What this task involves
Copy the following lines back out word for word, leaving nothing out.

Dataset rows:
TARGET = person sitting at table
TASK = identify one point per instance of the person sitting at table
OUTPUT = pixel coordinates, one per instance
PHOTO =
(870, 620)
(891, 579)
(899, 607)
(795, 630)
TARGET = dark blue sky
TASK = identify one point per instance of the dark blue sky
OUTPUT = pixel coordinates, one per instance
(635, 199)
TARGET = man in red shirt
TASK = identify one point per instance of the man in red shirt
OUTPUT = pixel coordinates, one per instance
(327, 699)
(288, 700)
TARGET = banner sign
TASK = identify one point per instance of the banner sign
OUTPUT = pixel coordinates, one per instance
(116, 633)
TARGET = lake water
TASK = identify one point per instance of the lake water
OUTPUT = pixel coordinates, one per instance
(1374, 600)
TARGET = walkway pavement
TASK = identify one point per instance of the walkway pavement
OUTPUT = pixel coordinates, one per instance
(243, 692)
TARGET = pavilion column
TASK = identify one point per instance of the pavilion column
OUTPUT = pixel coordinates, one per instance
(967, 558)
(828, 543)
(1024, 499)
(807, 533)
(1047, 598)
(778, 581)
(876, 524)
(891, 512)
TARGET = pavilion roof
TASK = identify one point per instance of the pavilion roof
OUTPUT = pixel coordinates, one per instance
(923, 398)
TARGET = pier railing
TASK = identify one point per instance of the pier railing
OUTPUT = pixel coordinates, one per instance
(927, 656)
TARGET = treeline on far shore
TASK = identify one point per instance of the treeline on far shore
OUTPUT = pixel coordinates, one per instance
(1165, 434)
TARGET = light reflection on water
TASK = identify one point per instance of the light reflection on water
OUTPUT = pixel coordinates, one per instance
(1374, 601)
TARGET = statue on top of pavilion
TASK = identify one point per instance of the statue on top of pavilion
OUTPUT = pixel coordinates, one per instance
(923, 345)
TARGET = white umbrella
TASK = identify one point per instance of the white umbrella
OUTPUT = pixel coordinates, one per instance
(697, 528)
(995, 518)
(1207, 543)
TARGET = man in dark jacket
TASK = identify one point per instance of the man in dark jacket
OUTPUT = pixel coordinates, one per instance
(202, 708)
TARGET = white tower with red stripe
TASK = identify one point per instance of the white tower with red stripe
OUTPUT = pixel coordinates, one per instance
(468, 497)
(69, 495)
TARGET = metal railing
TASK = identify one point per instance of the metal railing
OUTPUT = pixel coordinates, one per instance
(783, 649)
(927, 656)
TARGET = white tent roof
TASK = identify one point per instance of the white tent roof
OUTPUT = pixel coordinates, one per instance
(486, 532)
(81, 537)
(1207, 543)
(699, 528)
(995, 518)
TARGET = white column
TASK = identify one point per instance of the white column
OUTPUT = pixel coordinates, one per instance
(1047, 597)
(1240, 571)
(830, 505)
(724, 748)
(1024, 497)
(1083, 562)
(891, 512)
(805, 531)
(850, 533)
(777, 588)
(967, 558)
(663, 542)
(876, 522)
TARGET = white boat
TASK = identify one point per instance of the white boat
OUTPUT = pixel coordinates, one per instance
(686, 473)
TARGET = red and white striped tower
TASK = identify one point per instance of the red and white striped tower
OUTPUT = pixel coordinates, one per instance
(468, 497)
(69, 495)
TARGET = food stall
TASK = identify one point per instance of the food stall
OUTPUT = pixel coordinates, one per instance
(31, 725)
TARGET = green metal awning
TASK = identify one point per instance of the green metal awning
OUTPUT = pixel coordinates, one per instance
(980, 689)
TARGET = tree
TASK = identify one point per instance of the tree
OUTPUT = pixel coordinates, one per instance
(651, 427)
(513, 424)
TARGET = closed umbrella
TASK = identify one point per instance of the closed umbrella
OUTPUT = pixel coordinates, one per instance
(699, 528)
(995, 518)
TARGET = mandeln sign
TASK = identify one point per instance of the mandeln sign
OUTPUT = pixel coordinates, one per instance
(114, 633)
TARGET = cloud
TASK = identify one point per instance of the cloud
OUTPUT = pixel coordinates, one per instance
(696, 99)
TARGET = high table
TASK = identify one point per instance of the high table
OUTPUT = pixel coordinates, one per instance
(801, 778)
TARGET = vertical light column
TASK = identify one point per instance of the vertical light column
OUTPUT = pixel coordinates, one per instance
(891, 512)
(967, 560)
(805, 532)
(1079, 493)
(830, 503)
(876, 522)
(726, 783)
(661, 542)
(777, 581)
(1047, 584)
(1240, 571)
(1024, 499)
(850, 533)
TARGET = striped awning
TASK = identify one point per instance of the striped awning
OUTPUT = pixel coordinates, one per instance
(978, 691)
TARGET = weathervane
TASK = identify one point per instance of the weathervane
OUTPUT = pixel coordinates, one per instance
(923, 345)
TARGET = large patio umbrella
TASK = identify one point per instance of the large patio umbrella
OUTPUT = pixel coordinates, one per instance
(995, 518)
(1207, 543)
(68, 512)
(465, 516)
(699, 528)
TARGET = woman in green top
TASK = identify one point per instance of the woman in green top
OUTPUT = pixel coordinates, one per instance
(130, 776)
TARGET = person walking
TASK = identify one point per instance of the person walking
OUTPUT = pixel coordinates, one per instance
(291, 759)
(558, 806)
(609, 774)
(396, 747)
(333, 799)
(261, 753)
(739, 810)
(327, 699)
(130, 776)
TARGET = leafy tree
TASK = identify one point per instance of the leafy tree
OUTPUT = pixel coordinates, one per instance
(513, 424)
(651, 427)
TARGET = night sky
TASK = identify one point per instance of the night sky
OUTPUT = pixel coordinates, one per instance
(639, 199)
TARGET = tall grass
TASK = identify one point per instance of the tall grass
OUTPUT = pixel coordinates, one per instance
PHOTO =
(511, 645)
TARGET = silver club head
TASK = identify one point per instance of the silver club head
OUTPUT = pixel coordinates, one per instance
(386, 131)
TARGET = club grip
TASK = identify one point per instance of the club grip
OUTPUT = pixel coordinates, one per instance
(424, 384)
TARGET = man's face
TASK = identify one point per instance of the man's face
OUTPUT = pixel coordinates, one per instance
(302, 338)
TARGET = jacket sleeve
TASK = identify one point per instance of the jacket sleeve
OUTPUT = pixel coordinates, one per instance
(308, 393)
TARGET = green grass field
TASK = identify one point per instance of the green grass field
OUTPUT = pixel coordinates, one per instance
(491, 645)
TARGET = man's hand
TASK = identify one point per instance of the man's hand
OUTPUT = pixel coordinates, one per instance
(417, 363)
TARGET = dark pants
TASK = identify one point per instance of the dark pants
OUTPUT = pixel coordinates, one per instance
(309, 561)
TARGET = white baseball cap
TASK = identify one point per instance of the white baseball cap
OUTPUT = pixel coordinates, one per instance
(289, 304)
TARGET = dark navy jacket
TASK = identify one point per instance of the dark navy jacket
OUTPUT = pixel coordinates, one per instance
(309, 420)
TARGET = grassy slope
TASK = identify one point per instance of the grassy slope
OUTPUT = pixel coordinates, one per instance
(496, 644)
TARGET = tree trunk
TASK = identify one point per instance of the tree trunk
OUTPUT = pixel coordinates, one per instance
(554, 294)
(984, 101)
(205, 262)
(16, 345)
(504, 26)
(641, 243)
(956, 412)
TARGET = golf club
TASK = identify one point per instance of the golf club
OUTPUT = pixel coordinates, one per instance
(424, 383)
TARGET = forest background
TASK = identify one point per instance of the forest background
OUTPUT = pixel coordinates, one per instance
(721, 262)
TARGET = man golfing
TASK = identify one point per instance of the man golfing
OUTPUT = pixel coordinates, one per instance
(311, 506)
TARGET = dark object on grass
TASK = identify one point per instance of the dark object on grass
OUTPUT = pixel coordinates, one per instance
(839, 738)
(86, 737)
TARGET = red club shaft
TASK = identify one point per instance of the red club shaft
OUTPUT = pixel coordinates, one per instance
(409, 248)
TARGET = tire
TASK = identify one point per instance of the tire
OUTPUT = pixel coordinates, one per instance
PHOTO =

Response
TARGET = person sitting at table
TASK = identify one point per instance of the person sitting at table
OUTPUT = pixel coordinates, one per instance
PHOTO =
(870, 620)
(891, 579)
(899, 607)
(795, 630)
TARGET = dark blue sky
TASK = identify one point per instance of the dark blue sky
OUTPUT = pixel coordinates, one per instance
(635, 199)
TARGET = man in red shirt
TASK = identify one point per instance of the man in red shirt
OUTPUT = pixel coordinates, one per instance
(327, 699)
(288, 700)
TARGET = banner sign
TASK = identify one point per instance of the banner sign
OUTPUT = pixel coordinates, one per instance
(116, 633)
TARGET = lake water
TASK = identify one point per instance of the lake water
OUTPUT = pixel coordinates, one per instance
(1374, 600)
TARGET = walkway pavement
TASK = identify one point per instance of the walkway pavement
OUTPUT = pixel coordinates, one per instance
(243, 692)
TARGET = pavilion column
TASK = identify one point per instance of the pavilion column
OUTPUT = pixel coordinates, one per instance
(967, 558)
(828, 543)
(1024, 499)
(807, 533)
(1047, 598)
(778, 581)
(876, 524)
(891, 512)
TARGET = pavilion roof
TASK = identify one point per instance of the pavilion roof
OUTPUT = pixel coordinates, one per instance
(923, 398)
TARGET = pier railing
TASK = identify one point per instance of the pier railing
OUTPUT = pixel coordinates, one per instance
(927, 656)
TARGET = treeline on far shore
TASK = identify one point per instance of the treeline on far shore
OUTPUT = pixel coordinates, one per instance
(1165, 434)
TARGET = light reflection on water
TASK = identify one point per instance of the light reflection on water
OUTPUT = pixel coordinates, one per instance
(1374, 601)
TARGET = statue on top of pavilion
TASK = identify one point per instance of the statue on top of pavilion
OUTPUT = pixel coordinates, one per instance
(923, 345)
TARGET = white umbrella
TASK = identify one point per instance of the white umbrella
OUTPUT = pixel coordinates, one per instance
(697, 528)
(995, 518)
(1207, 543)
TARGET = man in dark jacket
TASK = identify one point per instance of the man in dark jacket
OUTPUT = pixel coordinates, one per instance
(202, 708)
TARGET = white tower with red stripe
TASK = identify one point per instance of the white tower with red stripe
OUTPUT = pixel coordinates, one per instance
(468, 497)
(69, 495)
TARGET = metal railing
TASK = identify one point per instance of the metal railing
OUTPUT = pixel coordinates, one per instance
(783, 649)
(927, 656)
TARGET = white tent roof
TASK = identify one point per instance of the white tent roof
OUTPUT = pixel coordinates, one per instance
(486, 532)
(81, 537)
(1207, 543)
(699, 528)
(995, 518)
TARGET = white column
TASK = identify one point per instance of the white column
OUTPUT = pixel coordinates, one per instance
(1047, 597)
(1240, 571)
(830, 505)
(724, 748)
(1024, 497)
(1083, 562)
(891, 512)
(805, 531)
(850, 533)
(777, 588)
(967, 558)
(663, 542)
(876, 522)
TARGET = white boat
TASK = identify one point per instance of the white boat
OUTPUT = pixel coordinates, one per instance
(686, 473)
TARGET = red and white striped tower
TASK = identify one point per instance of the red and white striped tower
OUTPUT = pixel coordinates, one per instance
(468, 497)
(69, 495)
TARGET = food stall
TASK = identify one point per instance of the food stall
OUTPUT = pixel coordinates, one per instance
(31, 725)
TARGET = green metal awning
TASK = identify one point per instance of the green metal awning
OUTPUT = pixel coordinates, one per instance
(980, 689)
TARGET = tree
TASK = identify one point per instance of the tree
OUTPUT = pixel coordinates, one per instance
(651, 427)
(513, 424)
TARGET = closed umbrella
TASK = identify one point per instance of the closed umbrella
OUTPUT = pixel coordinates, one per instance
(699, 528)
(995, 518)
TARGET = mandeln sign
TASK = identify one point per instance of the mandeln sign
OUTPUT = pixel coordinates, one per instance
(114, 633)
TARGET = cloud
TASK = identify one point per instance of the cloud
OUTPUT = pixel coordinates, one per instance
(696, 99)
TARGET = high table
TASK = identify one point per instance of the high table
OUTPUT = pixel coordinates, one per instance
(801, 778)
TARGET = vertical light column
TASK = identify one point per instance of the vertical light column
OUTPUT = pixel coordinates, one per instance
(891, 512)
(967, 560)
(805, 532)
(1079, 493)
(830, 503)
(876, 522)
(726, 783)
(661, 542)
(777, 581)
(1047, 584)
(1240, 571)
(1024, 499)
(850, 533)
TARGET = striped awning
TASK = identify one point per instance of the striped awning
OUTPUT = pixel coordinates, one per instance
(978, 691)
TARGET = weathervane
TASK = identify one point per instance of the weathervane
OUTPUT = pixel coordinates, one per instance
(923, 345)
TARGET = large patio umbrella
TASK = identify one point per instance of the large patio umbrella
OUTPUT = pixel coordinates, one per instance
(995, 518)
(1207, 543)
(68, 512)
(465, 516)
(699, 528)
TARGET = woman in green top
TASK = identify one point per instance of the woman in green top
OUTPUT = pixel coordinates, one per instance
(130, 776)
TARGET = person walking
TASK = identify one point per instance of the person walking
OUTPUT = pixel coordinates, one per instance
(291, 759)
(558, 806)
(609, 774)
(396, 747)
(333, 799)
(261, 753)
(739, 810)
(327, 699)
(130, 776)
TARGET = leafy tree
TASK = identify one point per instance of the leafy tree
OUTPUT = pixel coordinates, one per instance
(513, 424)
(651, 427)
TARGET = night sky
TASK = identify one point per instance of the night sky
OUTPUT = pixel coordinates, one per instance
(639, 199)
TARGET = tall grass
TASK = identify one point per instance of the tall grass
OUTPUT = pixel coordinates, one per instance
PHOTO =
(511, 645)
TARGET = silver club head
TASK = identify one point per instance of the silver club head
OUTPUT = pixel coordinates, one per instance
(386, 131)
TARGET = club grip
TASK = identify one point per instance of the club grip
OUTPUT = pixel coordinates, one per instance
(424, 384)
TARGET = man's face
TASK = identify one point per instance of the man's face
OUTPUT = pixel coordinates, one per instance
(302, 338)
TARGET = jacket sleeve
TASK = identify one point per instance of the jacket sleeve
OUTPUT = pixel coordinates, one per instance
(308, 393)
TARGET = green grass field
TASK = identify one point per instance of the green grass field
OUTPUT = pixel coordinates, one per instance
(491, 645)
TARGET = man's hand
TASK = identify one point per instance of the man's hand
OUTPUT = pixel coordinates, one per instance
(417, 363)
TARGET = dark pants
TASK = identify one point per instance of the dark pants
OUTPUT = pixel coordinates, one per instance
(309, 561)
TARGET = white baseball cap
TASK = identify one point per instance of the white baseball cap
OUTPUT = pixel coordinates, one per instance
(289, 304)
TARGET = dark navy jacket
TASK = identify one point per instance of the dark navy jacket
OUTPUT = pixel coordinates, one per instance
(309, 420)
TARGET = grassy slope
TASK = identify one point per instance of the grassy slope
OUTPUT = pixel coordinates, one per instance
(496, 644)
TARGET = tree trunk
TASK = identify one point per instance of the tree trunk
OUTPUT = pixel coordinates, one per instance
(554, 294)
(984, 101)
(205, 262)
(16, 345)
(504, 26)
(641, 243)
(956, 412)
TARGET = golf club
TASK = identify one point per instance of the golf club
OUTPUT = pixel coordinates, one per instance
(424, 383)
TARGET = forest background
TASK = identify one point per instance of the forest background
OUTPUT = pixel coordinates, one per instance
(721, 262)
TARGET = man golfing
TASK = identify one point per instance of the man golfing
OUTPUT = pixel coordinates, one per instance
(311, 506)
TARGET = dark object on grass
TASK = identify one point per instance of the dark object on grass
OUTPUT = pixel coordinates, one per instance
(839, 738)
(86, 737)
TARGET = red club shaft
TASK = identify one point per instance of the red club shaft
OUTPUT = pixel coordinates, one per instance
(409, 248)
TARGET = tire
TASK = identify one point per instance of the tire
OUTPUT = pixel coordinates, one per instance
PHOTO =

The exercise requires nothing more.